* **Records for this exercise**
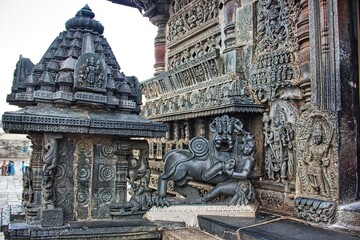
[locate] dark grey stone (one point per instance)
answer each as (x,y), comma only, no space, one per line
(226,227)
(52,217)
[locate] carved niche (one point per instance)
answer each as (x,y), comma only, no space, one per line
(275,61)
(315,210)
(187,18)
(317,164)
(279,136)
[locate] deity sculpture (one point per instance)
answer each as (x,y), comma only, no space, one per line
(279,147)
(226,160)
(50,163)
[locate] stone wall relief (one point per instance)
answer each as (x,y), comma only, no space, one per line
(315,210)
(317,166)
(191,18)
(64,183)
(279,134)
(91,73)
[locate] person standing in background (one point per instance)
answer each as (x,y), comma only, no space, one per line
(23,167)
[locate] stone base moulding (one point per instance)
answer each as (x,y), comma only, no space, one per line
(188,214)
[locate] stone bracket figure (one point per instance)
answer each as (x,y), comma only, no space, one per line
(279,137)
(49,168)
(228,156)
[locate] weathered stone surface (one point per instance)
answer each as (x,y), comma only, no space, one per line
(52,217)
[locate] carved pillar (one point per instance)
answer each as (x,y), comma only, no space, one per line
(229,35)
(304,50)
(32,209)
(230,19)
(123,151)
(324,86)
(49,168)
(200,123)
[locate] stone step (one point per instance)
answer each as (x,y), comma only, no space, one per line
(348,217)
(187,234)
(269,227)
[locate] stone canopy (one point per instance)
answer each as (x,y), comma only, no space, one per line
(77,87)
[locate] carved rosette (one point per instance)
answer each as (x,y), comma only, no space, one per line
(317,163)
(275,61)
(91,73)
(50,160)
(315,210)
(82,166)
(188,18)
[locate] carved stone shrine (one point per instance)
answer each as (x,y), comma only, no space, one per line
(82,116)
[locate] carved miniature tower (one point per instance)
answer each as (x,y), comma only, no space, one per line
(81,114)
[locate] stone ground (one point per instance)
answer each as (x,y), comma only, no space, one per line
(10,191)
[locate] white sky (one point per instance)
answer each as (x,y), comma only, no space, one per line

* **Exercise goal**
Format all of the data above as a numbered list, leaving out blank lines and the pictures.

* **Final result**
1. [locate] dark grey stone (one point per instance)
2. answer each as (x,y), comma only, no space, one per line
3. (226,227)
4. (52,217)
5. [locate] carved niche (one point per instance)
6. answer each as (x,y), comma only, no space, one per line
7. (275,61)
8. (315,210)
9. (187,18)
10. (317,164)
11. (279,136)
12. [locate] deity sculpture (one point per instance)
13. answer each as (x,y), comma only, no space, one per line
14. (279,147)
15. (226,160)
16. (50,163)
17. [locate] stone wall relief (one point per instance)
18. answer each as (x,y), comma only, no space, one per line
19. (315,210)
20. (317,166)
21. (191,18)
22. (64,183)
23. (279,134)
24. (91,73)
25. [locate] person standing in background (one point per instance)
26. answer each as (x,y), comma only, no space, one per line
27. (23,167)
28. [locate] stone base moulding (one point per instance)
29. answer each as (x,y), comma only, no space, one per line
30. (188,214)
31. [locate] stone bracket figure (one point per instance)
32. answer each as (x,y), comma only, no space, one per line
33. (279,137)
34. (49,168)
35. (228,156)
36. [locate] weathered stone surface (one point per instance)
37. answer each as (x,y), comma only, no space, one per line
38. (52,217)
39. [locate] carved pillar (one point per instance)
40. answer each as (x,y), comma only, no space, one per line
41. (229,35)
42. (304,50)
43. (32,209)
44. (230,19)
45. (123,151)
46. (324,86)
47. (49,168)
48. (200,123)
49. [locate] stone step (one point per instance)
50. answer each as (x,y), comma only, no space, one per line
51. (348,217)
52. (187,234)
53. (269,227)
54. [locate] stone canopy (one point per instance)
55. answer each as (x,y), comma only, no space, one per line
56. (77,87)
57. [locate] carved rosette (one point per instance)
58. answer each as (x,y), comma only, no space, one per line
59. (317,163)
60. (275,61)
61. (91,73)
62. (50,160)
63. (315,210)
64. (82,166)
65. (188,18)
66. [locate] carved stone shrine (one point per instance)
67. answer each as (x,y), comma only, no space, one per line
68. (82,116)
69. [locate] carved miniature tower (one point per instance)
70. answer each as (x,y), comma only, no space, one per line
71. (81,114)
72. [locate] stone ground (one point per instance)
73. answer each as (x,y), comma only, no space, one per line
74. (10,191)
75. [locate] white sky (one point per instance)
76. answer each as (x,y), comma only, no space, one per line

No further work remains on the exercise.